- [Excerpted passage]
____

10 October 2024

GST – ITC is available on construction of ‘plant’ for letting out

The Supreme Court has held that if the building in which the premises are situated qualifies for a ‘plant’, Input Tax Credit (ITC) can be allowed on goods and services used in setting up the immovable property, which is a plant.

The Court in its decision dated 3 October 2204 was of the view that if the construction of a building was essential for carrying out the activity of supplying services, such as renting or giving on lease or other transactions in respect of the building or a part thereof, which are covered by clauses (2) and (5) of Schedule II of the Central Goods and Services Tax Act, the building could be held to be a plant, and consequently taken out of the exception carved out by clause (d) of Section 17(5) to Section 16(1).

It may be noted that the challenge to the constitutional validity of clauses (c) and (d) of Section 17(5) and Section 16(4) of the CGST Act, 2017 was however held as not established.

For the purpose of availability of ITC, the Court observed that there are two exceptions in clause (d) of Section 17(5) for exclusion from blocked ITC - where goods or services or both are received by a taxable person to construct an immovable property consisting of a ‘plant or machinery’, and where goods/services/both are for the construction of an immovable property not ‘on his own account’.

‘On own account’

Regarding the second exclusion, the Apex Court was of the view that construction is said to be on a taxable person’s ‘own account’ when either it is made for his personal use and not for service, or it is to be used by the person constructing as a setting in which business is carried out. According to the Court, construction cannot be said to be on a taxable person’s ‘own account’ if it is intended to be sold or given on lease or license.

Distinction between ‘plant and machinery’ and ‘plant or machinery’

Further, regarding exclusion of ‘plant or machinery’, the Supreme Court observed that the expression ‘plant or machinery’ as used in Section 17(5)(d) is not defined under the Central Goods and Services Tax Act, 2017. It then pondered over the question as to whether the Explanation laying down the meaning of the expression ‘plant and machinery’ in Section 17 will apply to the expression ‘plant or machinery’.

____

- [Data section]
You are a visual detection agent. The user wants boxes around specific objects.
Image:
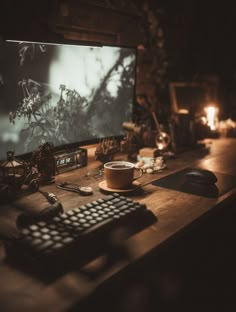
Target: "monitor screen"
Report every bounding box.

____

- [Directions] Extend the write-up on the Supreme Court's GST input tax credit ruling, picking up right after its final sentence.

- [Written response]
Rejecting the submission of the Revenue department that the word ‘or’ in clause (d) should be read as ‘and’, the Apex Court noted that the expression ‘plant or machinery’ appeared to be intentionally/ consciously incorporated by the Legislature. It was therefore held that the expression ‘plant and machinery’ and ‘plant or machinery’ cannot be given the same meaning. According to the Court, it will be doing violence to the words used in the statute if the expression ‘plant or machinery’ is given the same meaning as the expression ‘plant and machinery’.

The Department’s argument of discrimination, if different meanings were given to the two phrases, was not accepted by the Court while it observed that clauses (c) and (d) of sub-section 17(5) operate in substantially different areas.

Functionality test

Relying upon its earlier Larger Bench decision in the case of Karnataka Power Corporation, the Supreme Court held that the word ‘plant’ used in Section 17(5)(d) cannot be given the restricted meaning provided in the definition of ‘plant and machinery’, which excludes land, buildings or any other civil structures. The Apex Court in this regard noted that the Larger Bench had earlier laid down the ‘functionality test’ and held that if it is found on facts that a building has been so planned and constructed as to serve an assessee’s special technical requirements, it will qualify to be treated as a plant for the purposes of investment allowance.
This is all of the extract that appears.